The logical operators are thus not mapped to a corresponding physical operator when using the pipelined runtime. Instead, the logical operator tree is transformed into an execution graph containing pipelines and buffers:
In this execution graph, query execution starts at pipeline 0 which will eventually produce a morsel to be written into the buffer of pipeline 1.
Once there is data for pipeline 1 to process, it can begin executing and in turn write data for the next pipeline to process, and so on.
In this way, data is being pushed along the execution graph.
Considerations
The pipelined runtime is a push-based execution model, where data is pushed from the leaf operator to its parent operators. Unlike pull-based models (which the slotted runtime uses), data can be kept in local variables when using push-based execution models, and this has several benefits; it enables direct use of CPU registers, improves the use of CPU caches, and avoids the costly virtual function calls used in pull-based models.
The pipelined runtime is ideal for transactional use cases, with a large number of queries running in parallel on the system. This covers most usage scenarios, and for this reason, it is the default Neo4j runtime.
The pipelined runtime is a combined model, that can either use an interpreted or compiled runtime. However, because it predominantly uses the latter, it is considered a compiled runtime. Unlike interpreted runtimes, compiled runtimes have a code generation phase followed by an execution phase, and this typically causes a longer query planning time, but a shorter execution time.
As stated above, there are rare scenarios in which users of Neo4j Enterprise Edition may benefit from not using the pipelined runtime for their queries. However, for most queries, the pipelined runtime is a more efficient runtime capable of handling all operators and queries.

Data section:
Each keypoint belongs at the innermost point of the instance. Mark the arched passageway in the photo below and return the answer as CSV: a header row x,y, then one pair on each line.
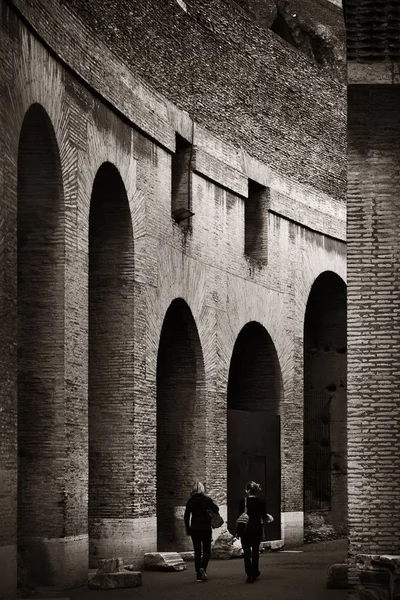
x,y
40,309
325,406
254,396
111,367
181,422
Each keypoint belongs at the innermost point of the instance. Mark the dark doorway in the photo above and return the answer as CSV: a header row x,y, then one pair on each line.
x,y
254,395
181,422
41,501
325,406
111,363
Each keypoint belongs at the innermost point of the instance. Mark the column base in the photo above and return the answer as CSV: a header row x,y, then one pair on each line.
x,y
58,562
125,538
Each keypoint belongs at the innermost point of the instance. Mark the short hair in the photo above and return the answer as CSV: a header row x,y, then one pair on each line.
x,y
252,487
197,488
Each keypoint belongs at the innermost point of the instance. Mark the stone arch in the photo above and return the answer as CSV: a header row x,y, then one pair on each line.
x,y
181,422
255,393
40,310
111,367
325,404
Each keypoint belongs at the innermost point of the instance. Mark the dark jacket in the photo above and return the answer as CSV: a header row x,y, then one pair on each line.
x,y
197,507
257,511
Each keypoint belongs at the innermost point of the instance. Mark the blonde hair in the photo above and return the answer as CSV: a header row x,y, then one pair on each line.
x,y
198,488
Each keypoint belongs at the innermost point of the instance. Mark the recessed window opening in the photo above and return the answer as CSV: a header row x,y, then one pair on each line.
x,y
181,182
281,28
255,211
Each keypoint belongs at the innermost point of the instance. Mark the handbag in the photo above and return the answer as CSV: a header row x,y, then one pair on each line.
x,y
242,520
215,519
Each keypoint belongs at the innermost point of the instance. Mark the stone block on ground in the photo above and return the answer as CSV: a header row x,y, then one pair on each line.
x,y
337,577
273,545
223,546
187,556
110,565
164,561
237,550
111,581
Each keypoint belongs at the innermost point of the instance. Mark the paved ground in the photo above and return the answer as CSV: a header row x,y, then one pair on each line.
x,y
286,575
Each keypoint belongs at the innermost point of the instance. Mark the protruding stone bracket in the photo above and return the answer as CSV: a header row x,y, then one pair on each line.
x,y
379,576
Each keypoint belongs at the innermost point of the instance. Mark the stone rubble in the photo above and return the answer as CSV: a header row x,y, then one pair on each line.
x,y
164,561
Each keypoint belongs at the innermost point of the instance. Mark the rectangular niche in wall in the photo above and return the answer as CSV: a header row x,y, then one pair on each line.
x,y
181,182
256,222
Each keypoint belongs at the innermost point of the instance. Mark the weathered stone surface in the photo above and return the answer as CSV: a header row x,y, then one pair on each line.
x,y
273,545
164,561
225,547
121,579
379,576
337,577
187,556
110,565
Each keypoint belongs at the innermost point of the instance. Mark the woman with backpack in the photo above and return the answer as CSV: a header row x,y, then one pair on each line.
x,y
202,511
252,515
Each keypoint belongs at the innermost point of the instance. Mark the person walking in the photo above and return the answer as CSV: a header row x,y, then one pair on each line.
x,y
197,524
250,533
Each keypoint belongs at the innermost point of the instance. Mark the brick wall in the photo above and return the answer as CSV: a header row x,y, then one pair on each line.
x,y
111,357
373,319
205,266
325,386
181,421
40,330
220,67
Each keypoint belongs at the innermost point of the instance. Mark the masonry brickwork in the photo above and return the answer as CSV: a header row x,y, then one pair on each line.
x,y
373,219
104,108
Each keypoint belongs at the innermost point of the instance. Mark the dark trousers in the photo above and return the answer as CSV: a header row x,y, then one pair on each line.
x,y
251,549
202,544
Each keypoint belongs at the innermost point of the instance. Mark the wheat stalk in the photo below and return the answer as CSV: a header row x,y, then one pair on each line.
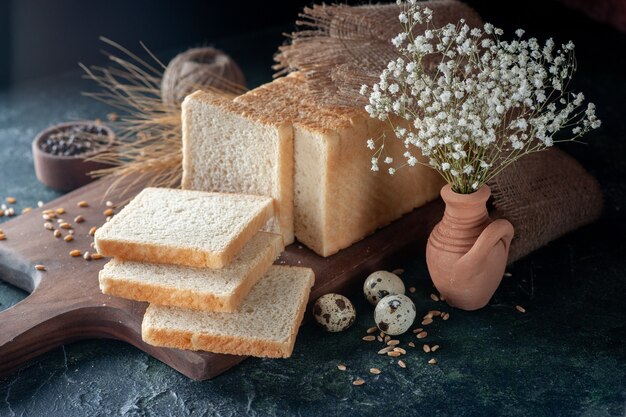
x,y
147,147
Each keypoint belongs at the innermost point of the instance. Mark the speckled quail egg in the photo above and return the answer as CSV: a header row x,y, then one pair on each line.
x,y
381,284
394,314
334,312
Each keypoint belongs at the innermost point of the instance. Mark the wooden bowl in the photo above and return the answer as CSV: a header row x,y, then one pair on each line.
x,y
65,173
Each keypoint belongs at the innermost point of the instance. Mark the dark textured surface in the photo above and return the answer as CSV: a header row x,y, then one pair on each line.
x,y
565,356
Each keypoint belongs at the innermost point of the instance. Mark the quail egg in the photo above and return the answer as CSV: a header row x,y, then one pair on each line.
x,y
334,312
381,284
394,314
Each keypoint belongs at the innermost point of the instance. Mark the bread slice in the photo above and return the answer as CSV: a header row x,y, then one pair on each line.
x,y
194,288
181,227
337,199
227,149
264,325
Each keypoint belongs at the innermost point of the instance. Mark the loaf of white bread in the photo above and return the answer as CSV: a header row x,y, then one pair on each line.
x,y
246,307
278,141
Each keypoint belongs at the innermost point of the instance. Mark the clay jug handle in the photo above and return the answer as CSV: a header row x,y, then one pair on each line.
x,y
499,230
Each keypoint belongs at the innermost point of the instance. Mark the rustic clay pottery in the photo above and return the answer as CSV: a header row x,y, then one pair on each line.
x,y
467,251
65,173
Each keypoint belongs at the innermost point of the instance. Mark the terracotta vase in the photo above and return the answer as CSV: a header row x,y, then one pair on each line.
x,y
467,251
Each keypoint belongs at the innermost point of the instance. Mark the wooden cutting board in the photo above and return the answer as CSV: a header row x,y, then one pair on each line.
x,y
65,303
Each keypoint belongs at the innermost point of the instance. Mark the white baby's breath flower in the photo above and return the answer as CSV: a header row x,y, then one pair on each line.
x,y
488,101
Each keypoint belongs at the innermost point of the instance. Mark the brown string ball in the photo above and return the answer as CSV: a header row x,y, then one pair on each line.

Exercise instructions:
**a.** Reproduce the part of the passage on the pipelined runtime that begins at the words "The logical operators" and stops after "process, and so on.".
**b.** According to the passage on the pipelined runtime, which runtime uses a pull-based execution model?

Expected results:
**a.**
The logical operators are thus not mapped to a corresponding physical operator when using the pipelined runtime. Instead, the logical operator tree is transformed into an execution graph containing pipelines and buffers:
In this execution graph, query execution starts at pipeline 0 which will eventually produce a morsel to be written into the buffer of pipeline 1.
Once there is data for pipeline 1 to process, it can begin executing and in turn write data for the next pipeline to process, and so on.

**b.** The slotted runtime.